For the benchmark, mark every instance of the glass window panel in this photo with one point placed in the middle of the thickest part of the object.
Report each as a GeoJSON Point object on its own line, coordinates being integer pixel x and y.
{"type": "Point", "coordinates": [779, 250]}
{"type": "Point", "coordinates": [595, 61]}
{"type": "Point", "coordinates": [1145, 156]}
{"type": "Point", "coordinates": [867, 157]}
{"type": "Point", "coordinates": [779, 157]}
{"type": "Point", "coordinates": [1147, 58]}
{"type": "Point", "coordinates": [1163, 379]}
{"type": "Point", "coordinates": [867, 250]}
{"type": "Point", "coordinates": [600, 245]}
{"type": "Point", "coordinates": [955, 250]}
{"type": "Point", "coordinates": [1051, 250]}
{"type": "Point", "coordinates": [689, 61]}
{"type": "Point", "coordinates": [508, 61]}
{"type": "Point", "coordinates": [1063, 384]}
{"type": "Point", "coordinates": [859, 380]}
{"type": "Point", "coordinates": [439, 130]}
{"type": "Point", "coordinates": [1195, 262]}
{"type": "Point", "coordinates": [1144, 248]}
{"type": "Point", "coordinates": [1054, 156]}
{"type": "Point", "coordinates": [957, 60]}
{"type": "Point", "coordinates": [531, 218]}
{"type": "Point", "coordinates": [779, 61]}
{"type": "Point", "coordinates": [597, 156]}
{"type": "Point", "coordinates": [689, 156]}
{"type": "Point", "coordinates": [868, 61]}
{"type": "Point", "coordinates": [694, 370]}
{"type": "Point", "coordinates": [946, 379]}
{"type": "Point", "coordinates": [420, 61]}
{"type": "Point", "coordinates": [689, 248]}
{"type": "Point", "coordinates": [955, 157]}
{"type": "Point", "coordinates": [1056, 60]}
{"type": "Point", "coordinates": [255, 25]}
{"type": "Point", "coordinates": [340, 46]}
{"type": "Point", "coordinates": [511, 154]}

======

▶ [What is being asked] Lay out every row above as a numbered list, omitting any blank lines.

▶ [Exercise output]
1. For the benchmark, mark every instance of the glass window panel in this photo with one point placed in the middle of the thickest part of the object.
2. Report each as a GeoJSON Point object on its own line, coordinates being integer pixel x and y.
3. {"type": "Point", "coordinates": [779, 250]}
4. {"type": "Point", "coordinates": [595, 61]}
5. {"type": "Point", "coordinates": [1145, 156]}
6. {"type": "Point", "coordinates": [867, 157]}
7. {"type": "Point", "coordinates": [779, 157]}
8. {"type": "Point", "coordinates": [1147, 58]}
9. {"type": "Point", "coordinates": [1163, 379]}
10. {"type": "Point", "coordinates": [867, 250]}
11. {"type": "Point", "coordinates": [600, 245]}
12. {"type": "Point", "coordinates": [955, 250]}
13. {"type": "Point", "coordinates": [1051, 250]}
14. {"type": "Point", "coordinates": [689, 61]}
15. {"type": "Point", "coordinates": [508, 61]}
16. {"type": "Point", "coordinates": [1063, 384]}
17. {"type": "Point", "coordinates": [859, 380]}
18. {"type": "Point", "coordinates": [439, 130]}
19. {"type": "Point", "coordinates": [1195, 262]}
20. {"type": "Point", "coordinates": [1144, 248]}
21. {"type": "Point", "coordinates": [1054, 156]}
22. {"type": "Point", "coordinates": [957, 60]}
23. {"type": "Point", "coordinates": [531, 218]}
24. {"type": "Point", "coordinates": [779, 61]}
25. {"type": "Point", "coordinates": [597, 156]}
26. {"type": "Point", "coordinates": [689, 156]}
27. {"type": "Point", "coordinates": [868, 61]}
28. {"type": "Point", "coordinates": [694, 370]}
29. {"type": "Point", "coordinates": [946, 379]}
30. {"type": "Point", "coordinates": [420, 61]}
31. {"type": "Point", "coordinates": [689, 248]}
32. {"type": "Point", "coordinates": [955, 157]}
33. {"type": "Point", "coordinates": [1056, 60]}
34. {"type": "Point", "coordinates": [255, 25]}
35. {"type": "Point", "coordinates": [340, 46]}
36. {"type": "Point", "coordinates": [511, 154]}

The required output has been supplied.